* start *
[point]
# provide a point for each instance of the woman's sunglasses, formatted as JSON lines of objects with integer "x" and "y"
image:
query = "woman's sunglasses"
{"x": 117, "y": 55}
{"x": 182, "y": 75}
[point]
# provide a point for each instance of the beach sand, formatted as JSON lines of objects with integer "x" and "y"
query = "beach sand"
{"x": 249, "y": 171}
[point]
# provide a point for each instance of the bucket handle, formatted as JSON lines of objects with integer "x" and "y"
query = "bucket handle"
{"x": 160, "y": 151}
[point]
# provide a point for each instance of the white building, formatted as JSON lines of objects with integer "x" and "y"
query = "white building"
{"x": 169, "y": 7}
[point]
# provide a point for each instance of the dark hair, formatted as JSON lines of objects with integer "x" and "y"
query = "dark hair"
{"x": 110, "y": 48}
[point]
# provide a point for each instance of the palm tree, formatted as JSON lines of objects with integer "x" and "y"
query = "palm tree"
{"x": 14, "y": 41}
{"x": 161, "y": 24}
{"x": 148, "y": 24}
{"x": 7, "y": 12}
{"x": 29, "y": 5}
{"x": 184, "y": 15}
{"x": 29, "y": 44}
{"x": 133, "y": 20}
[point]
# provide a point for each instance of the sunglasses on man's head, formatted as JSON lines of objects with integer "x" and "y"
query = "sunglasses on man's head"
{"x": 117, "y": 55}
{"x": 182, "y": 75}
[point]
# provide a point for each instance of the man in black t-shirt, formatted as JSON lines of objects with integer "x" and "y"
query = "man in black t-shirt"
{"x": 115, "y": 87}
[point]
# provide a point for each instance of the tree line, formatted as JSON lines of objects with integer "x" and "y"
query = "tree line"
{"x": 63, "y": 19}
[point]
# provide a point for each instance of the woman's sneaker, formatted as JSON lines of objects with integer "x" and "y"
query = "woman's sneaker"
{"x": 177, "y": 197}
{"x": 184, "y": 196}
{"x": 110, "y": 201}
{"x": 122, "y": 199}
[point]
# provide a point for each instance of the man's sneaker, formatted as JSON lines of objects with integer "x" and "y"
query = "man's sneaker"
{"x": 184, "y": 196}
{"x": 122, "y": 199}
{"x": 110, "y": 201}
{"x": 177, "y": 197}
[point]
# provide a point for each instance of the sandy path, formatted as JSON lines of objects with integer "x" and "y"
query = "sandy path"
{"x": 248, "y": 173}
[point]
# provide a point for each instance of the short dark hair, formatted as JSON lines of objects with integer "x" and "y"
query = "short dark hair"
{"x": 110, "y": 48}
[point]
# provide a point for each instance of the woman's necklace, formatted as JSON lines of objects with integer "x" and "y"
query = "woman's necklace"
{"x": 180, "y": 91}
* end *
WORK TO BE COMPLETED
Nothing may be left out: return each entry exactly as it reads.

OUTPUT OF THE TASK
[point]
# provide a point for each instance of the woman's sunglasses, formatted as JSON lines of objects with integer "x" and "y"
image:
query = "woman's sunglasses"
{"x": 117, "y": 55}
{"x": 182, "y": 75}
[point]
# provide a point for each instance of the beach sand, formatted as JSON lines of objects with integer "x" and "y"
query = "beach sand"
{"x": 249, "y": 171}
[point]
# provide a point for each instance of the bucket handle, formatted as JSON lines of objects with integer "x" and "y"
query = "bucket handle"
{"x": 160, "y": 151}
[point]
# provide a point for each instance of the white building, formatted as JSON lines of objects with integer "x" and "y"
query = "white building"
{"x": 169, "y": 7}
[point]
# provide a point for each instance of the dark hair, formatted as JSON lines of objects with integer "x" and "y"
query = "dark hair"
{"x": 110, "y": 48}
[point]
# provide a point for each instance of the palm tree, formatted as JSON lines of objects with integer "x" and "y"
query = "palm tree"
{"x": 14, "y": 41}
{"x": 161, "y": 24}
{"x": 148, "y": 24}
{"x": 7, "y": 12}
{"x": 29, "y": 5}
{"x": 184, "y": 15}
{"x": 29, "y": 44}
{"x": 133, "y": 20}
[point]
# provide a point for each instance of the sunglasses on man's head, formatted as JSON lines of objects with integer "x" and "y"
query = "sunglasses on man's head"
{"x": 117, "y": 55}
{"x": 182, "y": 75}
[point]
# provide a point for each instance of the man in black t-shirt, formatted as JSON lines of objects with integer "x" and "y"
query = "man in black t-shirt"
{"x": 115, "y": 87}
[point]
# provide a point for each instance of the tree line, formatted as JSON lines of objects with integer "x" and "y"
query = "tree line"
{"x": 63, "y": 19}
[point]
# provide a point for each instance of the woman's sneaker, formatted as JSON lines of objects with integer "x" and "y"
query = "woman's sneaker"
{"x": 177, "y": 197}
{"x": 184, "y": 196}
{"x": 110, "y": 201}
{"x": 122, "y": 199}
[point]
# provide a point for each instance of the man's sneaker, formatted as JSON lines of objects with integer "x" and "y"
query = "man's sneaker"
{"x": 184, "y": 196}
{"x": 122, "y": 199}
{"x": 110, "y": 201}
{"x": 177, "y": 197}
[point]
# provide a point for each instance of the sandy path, formatted as JSON lines of objects with integer "x" and "y"
query = "sandy path"
{"x": 248, "y": 173}
[point]
# provide a point for each instance of the short dark hair, formatted as JSON lines of objects with integer "x" and "y"
query = "short dark hair"
{"x": 110, "y": 48}
[point]
# provide a point for each instance of the woman's necklace, formatted as JSON lines of objects with integer "x" and "y"
query = "woman's necklace"
{"x": 180, "y": 91}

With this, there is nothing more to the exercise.